TASK DIRECTIONS >>
In the currency commentary, what does the narrator list as the things the coded messages from outer space direct the narrator and the imaginary friends to rail loudly against? Give each item as a separate entry.

*** Opening of EXTRACTED TEXT ***

Currencies Battle for Dirtbag Supremacy

The only saving grace for the dollar recently has been that it’s performed relatively well against a few other currencies. But, as the Mighty Mogambo points out, that’s really just like being the nicest smelling cow pie in a field full of fertilizer. In the end, you’re sill just a piece of crap.

Bill Bonner notes that “Here at The Daily Reckoning…we stand back…aghast…agog…paralyzed by the whole spectacle…from the lunatic assumptions of the credit bubble…to the solemn farce now taking place in the U.S. Congress.”

I can’t actually verify this “aghast and agog” thing, although I could hear them in there, hiding in his office with the door closed and locked, and while I never heard anyone actually say the words “aghast” or “agog”, I did hear several people say, “Shhh! Don’t open the door! He’s still out there!”

But I am pretty aghast and agog, too, now that the despicable Congress has passed a staggering $850 billion emergency spending bill, and so I felt a certain kinship with Mr. Bonner and The Daily Reckoning people who were, as he said, aghast and agog. As I stood there in the hallway listening to them furtively whispering, “Is he gone yet?” I felt alone, comforted only by the companionship of my imaginary friends, as we were drawn together by our shared abilities to mentally intercept coded messages from outer space directing us to eat char-broiled steaks, various entrees containing yummy pork products and to rail loudly against the whole stupid concept of letting the Federal Reserve expand a fiat currency by creating excess money and credit, unlimited fractional-reserve banking, unlimited debt, off-balance-sheet accounting, and the economic suicide of huge collectivist governments growing like a cancer, made possible only by the excessive creation of money, credit and credit, and only sustainable by the continued exponential creation of more excess money and credit, and we are tightly bonded together by our mortal dread of the terrifying inflation in consumer prices as all of this new money and credit diffuses through the economy.

*** Close of EXTRACTED TEXT ***
*** Opening of DATA LISTING ***

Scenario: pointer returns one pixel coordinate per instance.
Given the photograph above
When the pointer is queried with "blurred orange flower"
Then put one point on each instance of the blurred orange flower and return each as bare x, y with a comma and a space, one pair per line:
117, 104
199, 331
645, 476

*** Close of DATA LISTING ***
*** Opening of DATA LISTING ***

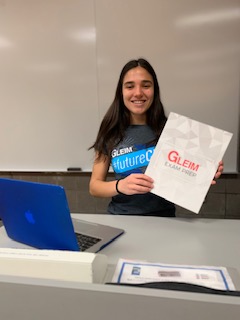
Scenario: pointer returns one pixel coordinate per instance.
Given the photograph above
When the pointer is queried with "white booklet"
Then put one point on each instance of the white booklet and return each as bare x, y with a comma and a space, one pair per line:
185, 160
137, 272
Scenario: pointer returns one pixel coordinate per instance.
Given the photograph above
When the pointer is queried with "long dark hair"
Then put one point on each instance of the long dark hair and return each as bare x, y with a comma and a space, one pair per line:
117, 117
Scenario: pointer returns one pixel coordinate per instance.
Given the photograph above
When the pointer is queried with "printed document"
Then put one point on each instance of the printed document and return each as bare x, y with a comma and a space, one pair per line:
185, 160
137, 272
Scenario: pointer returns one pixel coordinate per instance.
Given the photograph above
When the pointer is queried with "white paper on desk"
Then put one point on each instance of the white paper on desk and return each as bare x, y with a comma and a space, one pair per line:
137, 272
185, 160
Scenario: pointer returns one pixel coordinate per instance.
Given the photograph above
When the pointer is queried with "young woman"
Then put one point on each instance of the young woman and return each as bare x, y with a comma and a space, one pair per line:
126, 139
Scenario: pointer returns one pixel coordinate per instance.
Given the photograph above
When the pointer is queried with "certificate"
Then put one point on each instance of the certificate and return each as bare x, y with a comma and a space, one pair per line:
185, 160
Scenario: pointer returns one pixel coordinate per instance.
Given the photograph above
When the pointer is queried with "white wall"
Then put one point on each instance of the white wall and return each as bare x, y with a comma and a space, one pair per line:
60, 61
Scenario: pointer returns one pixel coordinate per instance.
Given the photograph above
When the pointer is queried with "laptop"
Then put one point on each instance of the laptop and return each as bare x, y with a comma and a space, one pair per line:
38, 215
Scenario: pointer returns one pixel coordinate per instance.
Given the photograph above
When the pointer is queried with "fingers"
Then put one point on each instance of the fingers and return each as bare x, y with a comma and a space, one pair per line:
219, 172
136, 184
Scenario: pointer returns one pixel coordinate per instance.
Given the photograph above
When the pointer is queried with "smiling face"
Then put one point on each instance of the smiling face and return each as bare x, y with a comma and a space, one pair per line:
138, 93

*** Close of DATA LISTING ***
*** Opening of DATA LISTING ***

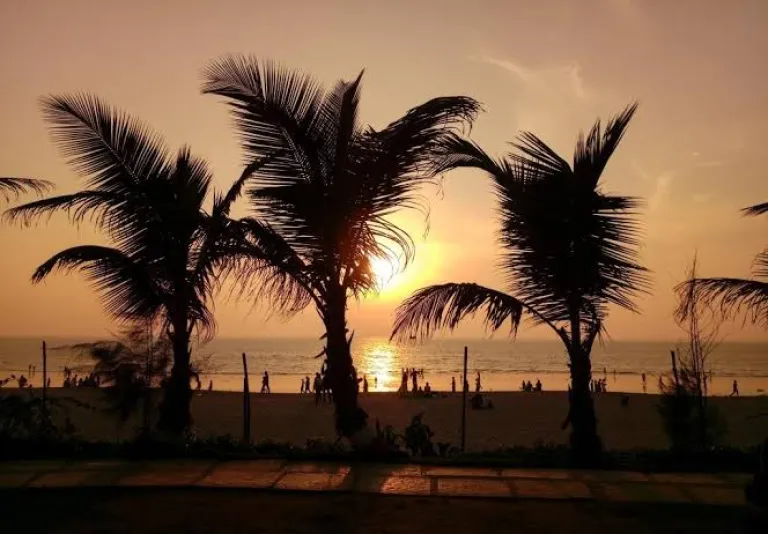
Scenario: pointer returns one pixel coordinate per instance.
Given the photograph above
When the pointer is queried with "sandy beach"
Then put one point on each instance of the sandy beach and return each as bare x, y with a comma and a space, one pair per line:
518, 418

*** Close of DATA LISTING ***

RESULT OF THE EXERCISE >>
- the whole stupid concept of letting the Federal Reserve expand a fiat currency by creating excess money and credit
- unlimited fractional-reserve banking
- unlimited debt
- off-balance-sheet accounting
- the economic suicide of huge collectivist governments growing like a cancer